Extracted text
---+---
Just when we’re laserfocused on the matter and finally winning the battle against frizz, we glance up to notice something on the horizon. Frizz is making a reappearance! But wait. It’s different. It’s—it’s pretty!

From the catwalks to the coasts, frizz is seriously trending. In a way, that means textured clients can let out a collective sigh of relief. Frizz is at least the devil they know.

Hair: NAHA 2012 Texture winner Jasmine Gibbs, The Cutting Edge Salon, Brooklyn, NY
Photography: Nico Iliev

Nature’s Gift

“Curly and wavy hair textures tend to naturally be more frizzy,” says Davin Alan Testerman, artistic style manager at Kenra Professional. “The core bonds of the hair shaft are crooked and, even if healthy, have the tendency to appear frizzy.”

Furthermore, because of the structure of wavy, curly and coily hair, it is harder for the scalp’s natural oils to move down the hair shaft. Less oil means less hydration, and less hydration means more frizz.

“Hair becomes frizzy when it lacks moisture, which can happen from styling methods, chemical services or natural occurrence,” says Jaritza Ortiz, education and testing coordinator at GK Hair. “When there is high humidity in the air, hair tends to pull in needed moisture, thereby causing frizz.”

Frizz as Fashion

Accepting their frizzy fate, curlies have learned to live with it or conquer it, but they haven’t glorified it in decades. This was one pendulum that was rarely predicted to swing back. But pendulums always do.

“Frizz is becoming more of a trend on the runway because, quite simply, it’s time,” says Testerman. “The looks on the silver screen, runways and magazine covers have been straight for so long that the avant-garde direction that sashays down the runway should seem to go to the extreme of curly-frizzy.”

Houston salon owner Efrain Leiva, an educator and international platform artist for Farouk, agrees. “This look is coming because the younger generation hasn’t tried it yet,” he observes. “Now that they’re seeing it, they’ll want to try it.”

And they’ll be seeing more of it, says Ortiz, who notes that hair silhouettes always balance clothing design. “Runway fashion for this fall is showing military chic, with sleek lines and olive green and brass, along with the laminated look,” she adds. “Those masculine styles and hard finishes are complemented by a softer, frizzy, romantic style.”

On Main Street, Leiva sees the trend more as evolution than revolution.
---+---
Material

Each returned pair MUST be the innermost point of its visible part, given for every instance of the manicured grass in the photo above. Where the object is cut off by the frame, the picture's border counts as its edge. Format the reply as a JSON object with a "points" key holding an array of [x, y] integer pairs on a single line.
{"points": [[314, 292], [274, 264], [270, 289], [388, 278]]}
---+---
Can you write the next part of the article on frizz as a hair trend, picking up right after its last sentence?

“Right now only the trendiest clients are asking for frizz,” he says. “In New York and L.A., there are women from all over the world, so clients are more exposed to international looks, but here in Houston we’re not seeing a lot of it. However, our clients are getting into wavy hair. Before we get them into frizzy hair, we have to move them into a nice wave—a softer look—and after that it will slowly happen.”

That was Then

Perhaps salon clients have to first trust that this is not their mother’s— or grandmother’s—frizz.

“The last time we had the chance to see a true shift from sleek-straight trends was the transition from Cher’s parted-down-the-middle ’70s ’do to the over-processed and big hair of the ’80s,” says Testerman. While overprocessing may have been an appropriate vehicle at the time, it won’t fly today. But neither will the opposite— just letting hair have its way.

“In the ’80s, most of the frizz was natural,” says Leiva. “Today we make it happen with products, tools and even color techniques.”

Frizz-seeking clients will replace smoothing shampoos and conditioners with hydrating products. Instead of flat irons and curling irons, the heat tool of choice will be the blow dryer. And rather than drenching the hair in styling creams, they will rough up the cuticle with pomades and polishes.

“I love to see frizzy hair with shine in it,” Leiva says. “Use some spray to hold it, so it looks as though it’s been styled and didn’t just happen. This time around, we’re creating manageable frizz.”

Good Frizz / Bad Frizz The difference is all in the styling.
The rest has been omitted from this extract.